Lista de exercícios:
**A)** No trecho sobre o sindicalismo, em que se transformaria o regime sindicalista, segundo Malatesta?
**B)** Reproduza a passagem do trecho sobre o sindicalismo que começa em "Porém, a expropriação" e termina em "encarregados de fazêlas.", trocando "assembléias populares" por "reuniões populares".

Trecho da página:
Porém, a expropriação e distribuição de bens devem ser definidas através de assembléias populares, especificando os grupos ou indivíduos encarregados de fazêlas.

Ocorre que, se existe um pequeno número de pessoas que por um longo hábito são consideradas chefes dos sindicatos e existem secretários permanentes e organizadores oficiais, seriam eles que organizariam a revolução tendendo a considerar como intrusos os que quiserem tomar iniciativas independentes deles e desejarão, embora com as melhores intenções, impor sua vontade, mesmo usando força.

Qual seria o resultado disso? pergunta Malatesta. Ele mesmo tem a resposta: o regime sindicalista se transformaria na mesma tirania em que se transformou a chamada ditadura do proletariado. O remédio contra esse perigo radicaria na existência de uma massa de indivíduos capazes de iniciativas e tarefas práticas, na massa não abandonar causas coletivas nas mãos de qualquer um e delegar só para cargos determinados e por pouco tempo. Tal espírito só pode ser criado por sindicato onde a influência libertária for importante.

Conteúdo dos dados:

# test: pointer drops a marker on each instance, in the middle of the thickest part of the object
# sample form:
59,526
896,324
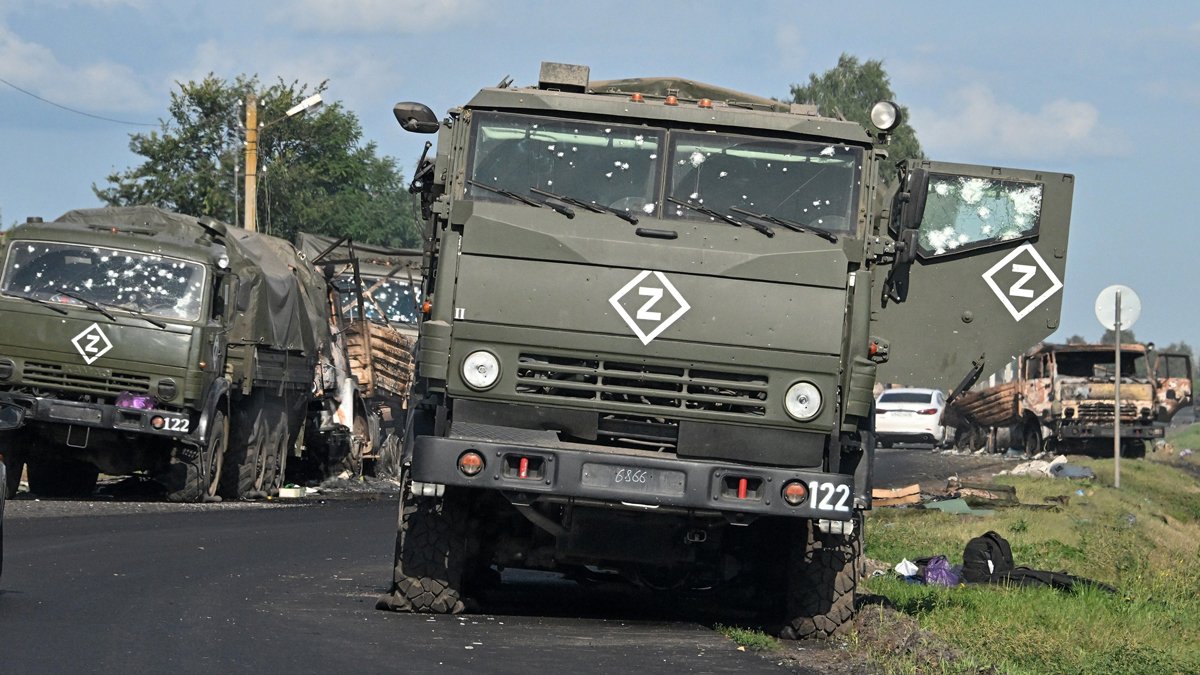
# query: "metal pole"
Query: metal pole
1116,396
251,220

Respostas esperadas:
**A)** Na mesma tirania em que se transformou a chamada ditadura do proletariado.

**B)**
Porém, a expropriação e distribuição de bens devem ser definidas através de reuniões populares, especificando os grupos ou indivíduos encarregados de fazêlas.